▸ **Provided data**
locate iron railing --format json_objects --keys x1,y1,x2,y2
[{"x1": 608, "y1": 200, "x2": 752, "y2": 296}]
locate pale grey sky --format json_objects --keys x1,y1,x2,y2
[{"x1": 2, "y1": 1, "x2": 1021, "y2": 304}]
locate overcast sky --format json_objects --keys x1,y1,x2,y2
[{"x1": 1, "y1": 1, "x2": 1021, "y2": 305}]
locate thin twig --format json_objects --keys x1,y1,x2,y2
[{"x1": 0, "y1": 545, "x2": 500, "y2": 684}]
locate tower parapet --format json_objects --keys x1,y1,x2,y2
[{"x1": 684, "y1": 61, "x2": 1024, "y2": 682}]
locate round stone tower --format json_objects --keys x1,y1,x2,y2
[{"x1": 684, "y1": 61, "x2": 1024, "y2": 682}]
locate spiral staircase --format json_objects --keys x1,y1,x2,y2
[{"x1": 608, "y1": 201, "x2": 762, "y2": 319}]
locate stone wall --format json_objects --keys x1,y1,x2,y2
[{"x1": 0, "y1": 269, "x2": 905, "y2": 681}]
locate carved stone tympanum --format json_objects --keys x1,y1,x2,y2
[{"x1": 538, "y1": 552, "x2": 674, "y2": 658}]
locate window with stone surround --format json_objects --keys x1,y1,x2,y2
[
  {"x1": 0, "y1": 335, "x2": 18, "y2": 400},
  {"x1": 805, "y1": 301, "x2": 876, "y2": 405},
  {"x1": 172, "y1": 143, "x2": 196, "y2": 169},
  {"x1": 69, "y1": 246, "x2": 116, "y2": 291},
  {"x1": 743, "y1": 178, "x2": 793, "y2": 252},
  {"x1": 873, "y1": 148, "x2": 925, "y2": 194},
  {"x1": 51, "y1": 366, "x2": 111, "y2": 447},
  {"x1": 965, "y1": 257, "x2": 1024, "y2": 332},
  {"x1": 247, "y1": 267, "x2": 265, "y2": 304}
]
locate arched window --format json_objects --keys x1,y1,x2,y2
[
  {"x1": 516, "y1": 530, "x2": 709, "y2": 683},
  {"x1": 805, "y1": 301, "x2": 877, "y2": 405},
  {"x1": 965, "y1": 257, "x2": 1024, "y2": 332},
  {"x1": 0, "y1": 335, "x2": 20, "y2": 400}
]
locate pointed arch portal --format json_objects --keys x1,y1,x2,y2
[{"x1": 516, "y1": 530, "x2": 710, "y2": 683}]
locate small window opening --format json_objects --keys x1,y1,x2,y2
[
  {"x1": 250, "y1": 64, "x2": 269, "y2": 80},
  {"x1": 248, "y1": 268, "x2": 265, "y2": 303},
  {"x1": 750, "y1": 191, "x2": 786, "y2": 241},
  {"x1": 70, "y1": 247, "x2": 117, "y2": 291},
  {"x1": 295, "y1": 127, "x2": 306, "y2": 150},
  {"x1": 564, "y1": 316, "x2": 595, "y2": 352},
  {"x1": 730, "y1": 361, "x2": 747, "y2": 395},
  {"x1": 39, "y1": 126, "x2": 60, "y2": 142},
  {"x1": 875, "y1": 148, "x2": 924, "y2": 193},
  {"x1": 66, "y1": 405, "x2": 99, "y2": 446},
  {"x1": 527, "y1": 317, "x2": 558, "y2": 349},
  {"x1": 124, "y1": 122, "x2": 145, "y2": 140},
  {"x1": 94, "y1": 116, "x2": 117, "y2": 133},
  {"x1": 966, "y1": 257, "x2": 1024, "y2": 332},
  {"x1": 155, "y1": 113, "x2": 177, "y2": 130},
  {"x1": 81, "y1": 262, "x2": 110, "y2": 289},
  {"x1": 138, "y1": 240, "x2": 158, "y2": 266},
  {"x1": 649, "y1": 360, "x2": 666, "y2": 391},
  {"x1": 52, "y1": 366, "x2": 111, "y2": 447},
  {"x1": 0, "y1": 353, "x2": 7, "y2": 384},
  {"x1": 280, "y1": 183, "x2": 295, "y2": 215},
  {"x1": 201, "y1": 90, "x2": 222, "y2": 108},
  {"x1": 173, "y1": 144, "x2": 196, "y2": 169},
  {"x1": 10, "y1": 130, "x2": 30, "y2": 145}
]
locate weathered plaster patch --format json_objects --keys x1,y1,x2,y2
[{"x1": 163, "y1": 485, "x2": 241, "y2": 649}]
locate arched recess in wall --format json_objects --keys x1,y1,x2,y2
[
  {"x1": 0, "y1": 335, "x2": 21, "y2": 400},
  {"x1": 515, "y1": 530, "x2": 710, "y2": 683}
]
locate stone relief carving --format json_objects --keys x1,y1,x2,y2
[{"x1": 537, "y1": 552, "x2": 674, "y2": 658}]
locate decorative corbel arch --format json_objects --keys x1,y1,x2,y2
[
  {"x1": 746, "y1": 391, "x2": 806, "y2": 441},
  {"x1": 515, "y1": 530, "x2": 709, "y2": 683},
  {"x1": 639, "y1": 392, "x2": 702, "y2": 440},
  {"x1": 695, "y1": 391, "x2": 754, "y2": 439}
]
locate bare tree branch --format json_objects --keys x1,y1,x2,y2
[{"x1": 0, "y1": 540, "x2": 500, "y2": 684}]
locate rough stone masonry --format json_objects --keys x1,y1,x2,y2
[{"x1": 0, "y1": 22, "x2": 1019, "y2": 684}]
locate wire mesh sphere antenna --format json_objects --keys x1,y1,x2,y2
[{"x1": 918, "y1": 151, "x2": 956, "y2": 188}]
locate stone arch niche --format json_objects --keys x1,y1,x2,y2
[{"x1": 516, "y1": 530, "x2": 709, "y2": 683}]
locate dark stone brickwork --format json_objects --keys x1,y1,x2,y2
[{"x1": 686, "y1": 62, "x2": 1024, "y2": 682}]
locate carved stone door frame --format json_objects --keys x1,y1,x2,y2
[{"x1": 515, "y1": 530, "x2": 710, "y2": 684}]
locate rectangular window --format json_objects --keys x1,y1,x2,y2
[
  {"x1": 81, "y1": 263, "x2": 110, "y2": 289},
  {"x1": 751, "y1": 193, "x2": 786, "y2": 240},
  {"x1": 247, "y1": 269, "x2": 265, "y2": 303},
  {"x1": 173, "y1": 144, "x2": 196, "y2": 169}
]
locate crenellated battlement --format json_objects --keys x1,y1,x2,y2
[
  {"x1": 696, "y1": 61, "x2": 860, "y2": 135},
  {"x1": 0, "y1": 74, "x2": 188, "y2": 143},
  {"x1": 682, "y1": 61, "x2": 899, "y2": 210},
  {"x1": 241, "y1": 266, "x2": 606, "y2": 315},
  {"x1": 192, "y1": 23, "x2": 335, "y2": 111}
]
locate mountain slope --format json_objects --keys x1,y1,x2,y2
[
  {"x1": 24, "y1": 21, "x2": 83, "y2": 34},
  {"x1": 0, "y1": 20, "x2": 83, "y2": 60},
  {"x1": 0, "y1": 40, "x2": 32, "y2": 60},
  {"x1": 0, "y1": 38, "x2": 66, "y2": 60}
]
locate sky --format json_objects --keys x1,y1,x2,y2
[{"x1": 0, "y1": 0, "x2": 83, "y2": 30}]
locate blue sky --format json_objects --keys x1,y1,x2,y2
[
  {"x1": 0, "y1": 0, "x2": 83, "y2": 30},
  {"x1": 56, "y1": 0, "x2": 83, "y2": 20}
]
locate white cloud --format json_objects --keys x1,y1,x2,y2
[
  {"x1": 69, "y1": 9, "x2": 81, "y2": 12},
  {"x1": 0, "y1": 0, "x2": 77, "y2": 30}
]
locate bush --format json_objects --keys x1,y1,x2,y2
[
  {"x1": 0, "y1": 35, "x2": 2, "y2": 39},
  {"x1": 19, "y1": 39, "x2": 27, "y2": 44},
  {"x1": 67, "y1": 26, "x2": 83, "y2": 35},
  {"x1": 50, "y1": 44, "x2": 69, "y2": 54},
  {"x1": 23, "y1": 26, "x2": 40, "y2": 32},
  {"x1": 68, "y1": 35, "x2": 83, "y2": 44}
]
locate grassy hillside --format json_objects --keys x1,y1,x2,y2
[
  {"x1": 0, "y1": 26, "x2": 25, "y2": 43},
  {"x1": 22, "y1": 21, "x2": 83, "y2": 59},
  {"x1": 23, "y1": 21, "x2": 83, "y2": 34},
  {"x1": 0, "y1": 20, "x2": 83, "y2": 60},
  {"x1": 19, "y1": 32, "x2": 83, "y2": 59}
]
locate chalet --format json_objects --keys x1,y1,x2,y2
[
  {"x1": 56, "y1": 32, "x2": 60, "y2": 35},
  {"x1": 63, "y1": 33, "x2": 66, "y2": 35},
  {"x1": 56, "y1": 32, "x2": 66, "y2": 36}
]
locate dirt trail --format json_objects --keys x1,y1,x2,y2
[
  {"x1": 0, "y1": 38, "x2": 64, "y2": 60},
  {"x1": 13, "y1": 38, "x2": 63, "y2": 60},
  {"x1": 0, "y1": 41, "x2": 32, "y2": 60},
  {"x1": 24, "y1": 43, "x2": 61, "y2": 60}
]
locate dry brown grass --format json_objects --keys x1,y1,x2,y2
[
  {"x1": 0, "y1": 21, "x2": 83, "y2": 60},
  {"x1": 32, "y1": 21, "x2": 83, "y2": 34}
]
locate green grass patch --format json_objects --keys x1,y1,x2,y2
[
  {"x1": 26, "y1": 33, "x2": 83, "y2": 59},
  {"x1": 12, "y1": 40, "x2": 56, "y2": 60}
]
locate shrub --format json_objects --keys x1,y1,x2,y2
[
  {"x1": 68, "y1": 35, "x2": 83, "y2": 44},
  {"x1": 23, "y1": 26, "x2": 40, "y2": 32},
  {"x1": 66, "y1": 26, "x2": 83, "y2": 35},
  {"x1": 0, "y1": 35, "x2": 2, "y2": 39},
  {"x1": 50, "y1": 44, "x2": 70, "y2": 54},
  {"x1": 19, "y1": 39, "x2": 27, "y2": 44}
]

▸ **Try it**
The line containing "locate dry brown" marks where to begin; copy it and every later line exactly, through the end of the data.

▸ **Response to this exercise**
locate dry brown grass --format json_objects --keys x1,y1,x2,y2
[
  {"x1": 0, "y1": 21, "x2": 83, "y2": 60},
  {"x1": 32, "y1": 21, "x2": 83, "y2": 34}
]
locate green grass patch --format json_objects --keys x1,y1,x2,y2
[
  {"x1": 26, "y1": 33, "x2": 83, "y2": 59},
  {"x1": 12, "y1": 40, "x2": 56, "y2": 60}
]
locate shrub --format json_objects --keys x1,y1,x2,y2
[
  {"x1": 68, "y1": 35, "x2": 83, "y2": 44},
  {"x1": 23, "y1": 26, "x2": 40, "y2": 32},
  {"x1": 66, "y1": 26, "x2": 83, "y2": 35},
  {"x1": 0, "y1": 35, "x2": 2, "y2": 39},
  {"x1": 50, "y1": 44, "x2": 70, "y2": 54},
  {"x1": 19, "y1": 39, "x2": 27, "y2": 44}
]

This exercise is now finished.